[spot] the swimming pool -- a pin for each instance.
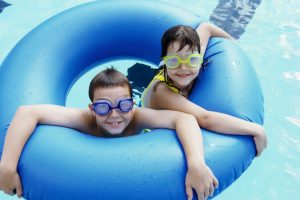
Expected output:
(271, 39)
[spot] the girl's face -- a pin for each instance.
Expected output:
(184, 75)
(115, 123)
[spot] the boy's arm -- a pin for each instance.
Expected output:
(21, 128)
(164, 98)
(206, 31)
(199, 176)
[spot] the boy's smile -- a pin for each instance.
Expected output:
(115, 123)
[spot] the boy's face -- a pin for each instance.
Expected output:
(115, 122)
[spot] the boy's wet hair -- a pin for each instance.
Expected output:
(108, 78)
(185, 35)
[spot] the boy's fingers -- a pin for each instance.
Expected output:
(19, 190)
(189, 191)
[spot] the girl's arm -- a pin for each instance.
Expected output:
(199, 175)
(21, 128)
(164, 98)
(206, 31)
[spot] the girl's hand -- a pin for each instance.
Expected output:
(201, 178)
(10, 181)
(260, 140)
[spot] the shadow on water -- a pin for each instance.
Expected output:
(3, 5)
(233, 16)
(140, 75)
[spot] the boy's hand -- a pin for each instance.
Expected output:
(260, 140)
(201, 178)
(10, 181)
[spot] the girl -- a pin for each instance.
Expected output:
(182, 55)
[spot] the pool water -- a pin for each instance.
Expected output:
(269, 32)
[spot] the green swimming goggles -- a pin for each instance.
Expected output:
(173, 61)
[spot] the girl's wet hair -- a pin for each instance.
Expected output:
(108, 78)
(185, 35)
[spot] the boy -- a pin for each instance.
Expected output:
(111, 114)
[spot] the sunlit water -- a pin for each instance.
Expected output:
(271, 39)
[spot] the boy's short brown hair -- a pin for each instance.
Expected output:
(109, 78)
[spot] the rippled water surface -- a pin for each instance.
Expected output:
(269, 31)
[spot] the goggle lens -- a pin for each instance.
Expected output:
(104, 107)
(173, 61)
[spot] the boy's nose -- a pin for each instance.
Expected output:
(114, 112)
(183, 66)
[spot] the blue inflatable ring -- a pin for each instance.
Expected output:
(61, 163)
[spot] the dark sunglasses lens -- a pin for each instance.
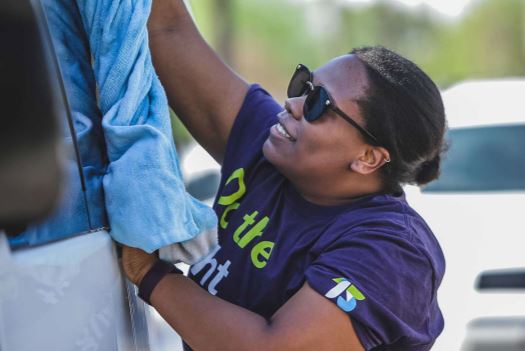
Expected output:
(314, 105)
(297, 86)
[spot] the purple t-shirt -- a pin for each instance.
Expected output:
(375, 258)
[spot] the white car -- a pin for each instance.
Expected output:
(475, 209)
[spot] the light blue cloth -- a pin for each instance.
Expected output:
(147, 204)
(145, 199)
(71, 216)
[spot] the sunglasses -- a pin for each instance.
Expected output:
(318, 100)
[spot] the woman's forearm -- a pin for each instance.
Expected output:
(207, 322)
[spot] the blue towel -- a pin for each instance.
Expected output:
(145, 199)
(72, 216)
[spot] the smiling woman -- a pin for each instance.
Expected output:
(319, 249)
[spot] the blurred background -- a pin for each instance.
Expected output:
(452, 40)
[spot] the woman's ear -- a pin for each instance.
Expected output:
(370, 160)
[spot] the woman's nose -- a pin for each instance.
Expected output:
(295, 106)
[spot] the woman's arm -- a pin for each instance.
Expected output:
(307, 321)
(204, 92)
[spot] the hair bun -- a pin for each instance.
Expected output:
(428, 171)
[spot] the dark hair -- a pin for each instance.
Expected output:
(404, 109)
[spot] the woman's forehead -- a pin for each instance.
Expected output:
(345, 73)
(345, 79)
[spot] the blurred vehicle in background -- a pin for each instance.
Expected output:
(476, 210)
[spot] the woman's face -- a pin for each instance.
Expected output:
(320, 153)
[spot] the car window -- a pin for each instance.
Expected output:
(483, 159)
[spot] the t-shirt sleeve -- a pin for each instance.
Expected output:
(385, 285)
(251, 128)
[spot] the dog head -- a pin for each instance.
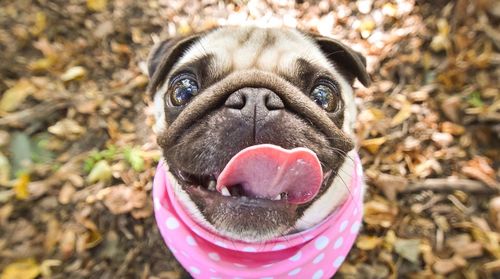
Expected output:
(220, 92)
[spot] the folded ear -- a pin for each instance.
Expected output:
(351, 63)
(163, 57)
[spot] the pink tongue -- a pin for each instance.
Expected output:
(266, 170)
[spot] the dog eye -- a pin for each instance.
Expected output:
(327, 97)
(183, 89)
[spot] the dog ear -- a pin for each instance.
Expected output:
(351, 63)
(163, 57)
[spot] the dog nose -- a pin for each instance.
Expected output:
(254, 102)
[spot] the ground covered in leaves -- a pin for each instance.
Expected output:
(77, 154)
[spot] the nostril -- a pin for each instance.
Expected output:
(273, 102)
(236, 101)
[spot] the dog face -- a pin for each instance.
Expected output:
(219, 92)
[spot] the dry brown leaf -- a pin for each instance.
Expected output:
(122, 199)
(368, 243)
(480, 168)
(97, 5)
(403, 114)
(73, 73)
(13, 97)
(495, 211)
(21, 186)
(380, 212)
(446, 266)
(22, 269)
(67, 128)
(390, 185)
(373, 145)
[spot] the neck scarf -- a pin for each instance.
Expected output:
(314, 253)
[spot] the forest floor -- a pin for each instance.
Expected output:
(77, 153)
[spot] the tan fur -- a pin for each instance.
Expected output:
(254, 56)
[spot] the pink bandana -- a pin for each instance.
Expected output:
(315, 253)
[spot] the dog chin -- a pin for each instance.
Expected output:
(258, 220)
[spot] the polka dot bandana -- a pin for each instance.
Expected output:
(315, 253)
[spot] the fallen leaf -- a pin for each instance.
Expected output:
(21, 186)
(368, 242)
(13, 97)
(373, 145)
(446, 266)
(21, 269)
(480, 168)
(495, 211)
(381, 213)
(390, 185)
(100, 172)
(46, 265)
(40, 24)
(452, 128)
(97, 5)
(442, 139)
(67, 128)
(67, 243)
(73, 73)
(66, 193)
(408, 249)
(403, 114)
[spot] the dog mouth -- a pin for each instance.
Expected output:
(263, 172)
(258, 195)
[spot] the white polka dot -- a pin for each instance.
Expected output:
(221, 244)
(267, 265)
(194, 270)
(355, 227)
(318, 274)
(319, 258)
(343, 225)
(157, 203)
(172, 223)
(296, 257)
(240, 265)
(279, 247)
(294, 272)
(359, 168)
(214, 256)
(338, 261)
(190, 240)
(321, 242)
(338, 243)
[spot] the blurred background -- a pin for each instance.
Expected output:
(77, 154)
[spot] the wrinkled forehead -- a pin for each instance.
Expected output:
(272, 50)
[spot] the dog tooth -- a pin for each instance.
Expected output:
(211, 185)
(225, 192)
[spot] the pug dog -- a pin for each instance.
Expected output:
(256, 129)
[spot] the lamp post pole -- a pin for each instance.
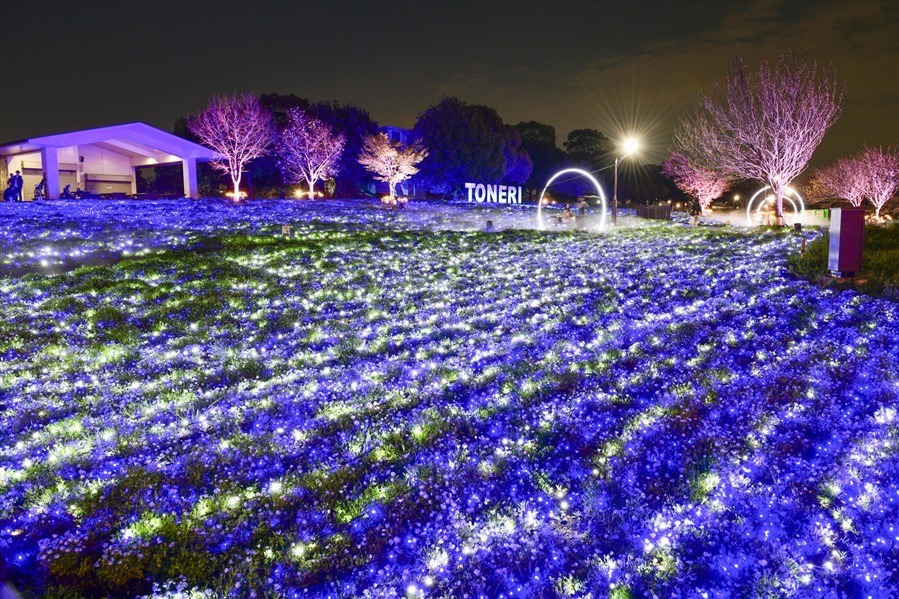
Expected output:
(615, 196)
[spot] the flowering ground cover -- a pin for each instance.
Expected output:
(389, 406)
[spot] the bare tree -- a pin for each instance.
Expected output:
(842, 180)
(238, 128)
(764, 127)
(308, 150)
(389, 160)
(697, 182)
(881, 168)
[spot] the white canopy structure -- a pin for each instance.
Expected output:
(101, 161)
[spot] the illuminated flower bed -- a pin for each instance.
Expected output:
(373, 409)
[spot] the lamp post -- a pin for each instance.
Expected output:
(629, 147)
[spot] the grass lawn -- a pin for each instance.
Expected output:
(385, 408)
(880, 268)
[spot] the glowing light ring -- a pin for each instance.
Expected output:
(789, 191)
(602, 195)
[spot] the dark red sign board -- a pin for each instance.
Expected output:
(847, 241)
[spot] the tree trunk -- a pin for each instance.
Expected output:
(778, 211)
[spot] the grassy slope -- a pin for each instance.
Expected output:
(880, 271)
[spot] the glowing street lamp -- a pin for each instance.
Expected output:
(629, 147)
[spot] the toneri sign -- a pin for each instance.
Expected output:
(498, 194)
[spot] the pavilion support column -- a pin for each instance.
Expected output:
(50, 167)
(190, 178)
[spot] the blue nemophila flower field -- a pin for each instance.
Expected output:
(397, 403)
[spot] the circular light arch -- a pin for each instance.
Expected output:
(600, 192)
(789, 191)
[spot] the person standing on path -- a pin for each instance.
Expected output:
(18, 182)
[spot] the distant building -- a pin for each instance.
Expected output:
(404, 136)
(100, 161)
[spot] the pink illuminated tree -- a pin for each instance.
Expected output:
(389, 160)
(763, 127)
(881, 168)
(238, 128)
(703, 184)
(308, 150)
(842, 180)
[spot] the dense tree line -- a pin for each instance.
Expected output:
(463, 142)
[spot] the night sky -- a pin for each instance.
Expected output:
(619, 67)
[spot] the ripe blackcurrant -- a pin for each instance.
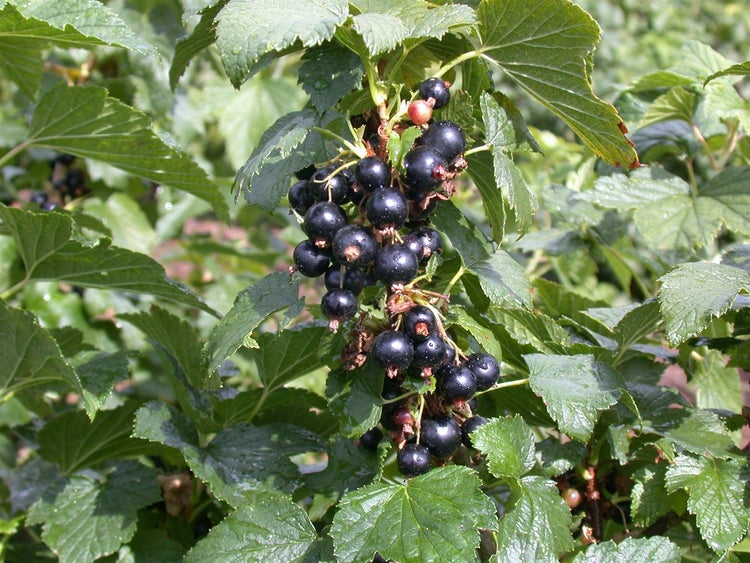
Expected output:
(485, 368)
(436, 89)
(446, 138)
(354, 246)
(393, 349)
(456, 383)
(387, 207)
(323, 220)
(424, 169)
(468, 426)
(419, 323)
(429, 353)
(310, 260)
(396, 264)
(441, 435)
(339, 304)
(372, 173)
(414, 459)
(299, 198)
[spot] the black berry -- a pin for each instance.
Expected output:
(414, 459)
(436, 89)
(485, 368)
(310, 260)
(396, 264)
(441, 435)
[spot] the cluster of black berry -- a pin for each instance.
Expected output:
(367, 222)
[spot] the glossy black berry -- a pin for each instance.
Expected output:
(310, 260)
(372, 173)
(419, 322)
(339, 304)
(393, 349)
(323, 220)
(370, 439)
(324, 187)
(468, 426)
(396, 264)
(446, 138)
(429, 353)
(354, 246)
(299, 198)
(387, 207)
(485, 369)
(441, 435)
(424, 169)
(414, 459)
(436, 89)
(456, 383)
(352, 279)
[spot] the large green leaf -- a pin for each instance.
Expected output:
(717, 497)
(275, 27)
(575, 389)
(416, 521)
(95, 513)
(85, 122)
(267, 527)
(692, 294)
(546, 46)
(252, 306)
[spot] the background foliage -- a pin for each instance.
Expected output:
(166, 387)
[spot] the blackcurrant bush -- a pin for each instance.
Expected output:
(485, 369)
(352, 279)
(299, 198)
(414, 459)
(419, 322)
(468, 426)
(456, 383)
(372, 173)
(370, 439)
(387, 207)
(310, 260)
(436, 89)
(393, 349)
(446, 138)
(323, 220)
(424, 169)
(396, 264)
(324, 187)
(339, 304)
(429, 353)
(354, 246)
(441, 435)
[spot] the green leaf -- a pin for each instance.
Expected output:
(415, 521)
(692, 294)
(98, 373)
(84, 122)
(74, 442)
(95, 513)
(252, 306)
(201, 38)
(536, 524)
(238, 459)
(632, 550)
(508, 444)
(275, 27)
(717, 497)
(328, 73)
(575, 389)
(30, 358)
(546, 47)
(267, 527)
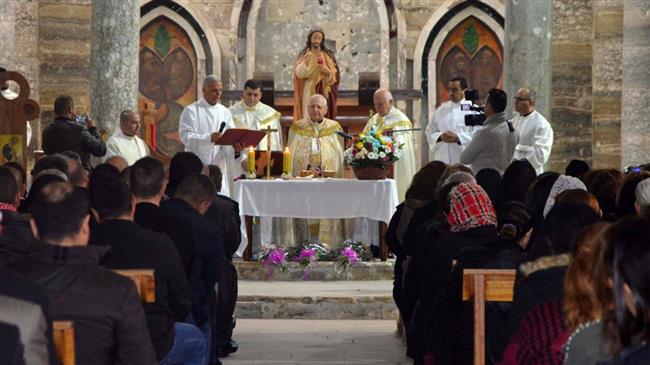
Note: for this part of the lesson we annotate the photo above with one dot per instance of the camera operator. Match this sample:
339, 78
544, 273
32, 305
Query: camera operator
┄┄┄┄┄┄┄┄┄┄┄┄┄┄┄┄┄┄┄┄
Without the pictures, give again exactly the lines above starting at the line containing "[spot] the boy's short" and ending at the line containing "[spot] the light".

[spot] the boy's short brown hair -- a pin for each instance.
Expected output:
(109, 78)
[spot] the rippled water surface -- a pin for each instance.
Expected output:
(269, 31)
[spot] the goggle lens -- a pin for each instance.
Expected output:
(104, 107)
(173, 61)
[spot] the boy's nose -- a pin for each instance.
Expected output:
(114, 112)
(183, 66)
[spot] the blue inflatable ring -- a pin for each instance.
Expected output:
(61, 163)
[spot] the dark sunglasses lens -- a pin for each instance.
Expected output:
(314, 105)
(297, 86)
[spot] the purple t-shirt -- a pin for each instance.
Expected output:
(375, 258)
[spot] the white car -- a pin for each instance.
Expected output:
(475, 209)
[spot] the light blue cloth -- a pin for each instance.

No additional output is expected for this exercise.